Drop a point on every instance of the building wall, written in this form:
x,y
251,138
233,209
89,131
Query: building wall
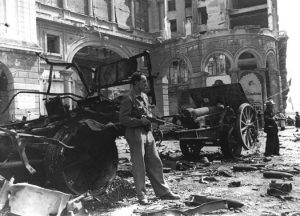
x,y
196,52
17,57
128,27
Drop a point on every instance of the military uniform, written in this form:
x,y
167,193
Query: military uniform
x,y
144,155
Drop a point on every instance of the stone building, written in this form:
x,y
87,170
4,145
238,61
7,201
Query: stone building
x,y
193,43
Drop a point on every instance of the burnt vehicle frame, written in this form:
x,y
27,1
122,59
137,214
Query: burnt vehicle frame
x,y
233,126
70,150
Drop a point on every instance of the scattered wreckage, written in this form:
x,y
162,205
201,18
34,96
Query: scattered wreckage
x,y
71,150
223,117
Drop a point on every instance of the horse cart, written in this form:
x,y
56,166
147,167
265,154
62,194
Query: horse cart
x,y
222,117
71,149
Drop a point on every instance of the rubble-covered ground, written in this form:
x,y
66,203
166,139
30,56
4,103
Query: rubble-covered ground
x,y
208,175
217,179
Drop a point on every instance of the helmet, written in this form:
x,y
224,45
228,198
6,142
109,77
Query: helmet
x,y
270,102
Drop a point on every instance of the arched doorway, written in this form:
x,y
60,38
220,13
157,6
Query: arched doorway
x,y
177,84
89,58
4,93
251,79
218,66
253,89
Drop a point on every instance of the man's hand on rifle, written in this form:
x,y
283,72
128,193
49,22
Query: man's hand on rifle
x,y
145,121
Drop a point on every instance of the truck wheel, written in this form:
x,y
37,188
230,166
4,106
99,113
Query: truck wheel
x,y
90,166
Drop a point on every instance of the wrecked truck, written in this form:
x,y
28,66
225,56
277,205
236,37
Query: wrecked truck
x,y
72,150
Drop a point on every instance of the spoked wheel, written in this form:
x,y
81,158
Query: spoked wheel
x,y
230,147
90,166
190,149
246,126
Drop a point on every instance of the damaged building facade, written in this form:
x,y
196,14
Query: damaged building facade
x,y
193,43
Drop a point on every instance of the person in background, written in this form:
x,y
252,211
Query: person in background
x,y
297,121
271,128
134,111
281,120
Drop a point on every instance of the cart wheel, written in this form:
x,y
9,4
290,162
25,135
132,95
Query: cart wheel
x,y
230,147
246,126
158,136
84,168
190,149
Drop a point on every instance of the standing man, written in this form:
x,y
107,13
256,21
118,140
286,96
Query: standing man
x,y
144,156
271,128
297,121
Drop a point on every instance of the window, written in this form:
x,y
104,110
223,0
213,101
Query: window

--------------------------------------------------

§ ACTIVITY
This exercise requires the lines of the entries containing the string "window".

§ WRITTEN SOLUTION
Drop a point on every instance of the window, written in this form:
Query: window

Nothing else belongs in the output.